Two studies recently published in Clinical Chemistry explore novel computer simulation studies of glycemic control in patients hospitalized in intensive care units (ICUs). The studies take “alternative and differing modeling approaches on the basis of real patient data,” explain James C. Boyd, MD, and David E. Bruns, MD, in an accompanying editorial. Boyd is a deputy editor of Clinical Chemistry; Bruns served as the journal’s editor from 1990 to 2007.

“These studies may help to answer questions regarding what analytical quality is required of glucose assays, and what impact more frequent measurement has on patient outcomes and/or the analytical performance requirements of glucose measurements,” wrote Boyd and Bruns. “Although earlier modeling studies of these questions have used established physiologic models of glucose homeostasis, what makes the current modeling studies unique and so important is that the models in these studies are based on data from actual [intensive care unit] ICU patients.”

One study was done using 56 virtual patients who were modeled individually “by fitting the data from an actual patient episode in the ICU to a complex, physiologically based compartmental model that uses differential equations,” explained Boyd and Bruns. The second study used a different approach, instead recording interventions taken in ICU patients based on glucose measurements done with blood gas analyzers. These investigators then compared that data with measurements taken with simulated glucose sensors that were less accurate.

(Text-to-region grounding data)

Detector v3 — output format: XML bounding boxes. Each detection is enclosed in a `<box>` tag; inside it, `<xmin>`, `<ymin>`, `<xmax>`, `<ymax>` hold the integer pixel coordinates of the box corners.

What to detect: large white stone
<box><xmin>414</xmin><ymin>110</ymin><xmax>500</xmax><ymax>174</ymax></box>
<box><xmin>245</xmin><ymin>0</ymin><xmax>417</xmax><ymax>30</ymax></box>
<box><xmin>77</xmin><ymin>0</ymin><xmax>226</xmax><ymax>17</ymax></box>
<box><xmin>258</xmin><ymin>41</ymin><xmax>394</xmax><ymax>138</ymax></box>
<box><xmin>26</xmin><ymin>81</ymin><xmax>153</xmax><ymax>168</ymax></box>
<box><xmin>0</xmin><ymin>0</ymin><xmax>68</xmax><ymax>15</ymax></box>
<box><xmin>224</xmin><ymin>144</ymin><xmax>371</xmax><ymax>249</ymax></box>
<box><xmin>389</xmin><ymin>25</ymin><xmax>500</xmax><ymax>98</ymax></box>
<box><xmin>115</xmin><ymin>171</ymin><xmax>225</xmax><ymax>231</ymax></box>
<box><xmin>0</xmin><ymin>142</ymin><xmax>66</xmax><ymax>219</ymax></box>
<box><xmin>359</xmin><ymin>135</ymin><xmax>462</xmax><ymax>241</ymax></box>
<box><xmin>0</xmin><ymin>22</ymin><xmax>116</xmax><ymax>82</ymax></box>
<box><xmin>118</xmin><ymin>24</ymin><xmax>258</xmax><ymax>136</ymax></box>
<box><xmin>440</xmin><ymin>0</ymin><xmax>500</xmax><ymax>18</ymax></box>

§ **What the task requires**: Pick up the article on computer simulation studies of blood sugar control in ICU patients after its last sentence and keep it going. The items have nothing to do with the article.

§ **Response to the task**:
Each study used different outcome measures. The one involving virtual patients used a traditional approach, basing outcomes on the rates of hypoglycemia, hyperglycemia, time range, and glycemic variability. The second study’s outcomes were based on the probabilities of an error occurring in each category. “Despite these differences in outcome measures monitored, results of both studies suggested that CGM [continuous glucose monitoring] glucose sensors with mean absolute relative difference (MARD) scores <11% gave the best results and lowest frequencies of hypoglycemia,” wrote Boyd and Bruns. MARD scores are calculated based on the “mean percentage difference of the absolute concentration measured by the evaluated glucose sensor from a reference glucose concentration,” they explained.

Regardless of approach, the “models agree that control of glycemia is intimately related to the analytical performance of the glucose measurement system, the frequency of the measurements, and the protocol by which a measured glucose is translated into an intervention,” according to the editorial. The study authors should be “congratulated for the valuable contributions their modeling studies have made in suggesting potential new criteria for CGM performance that not only are in agreement, but are based on real patient data,” concluded Boyd and Bruns.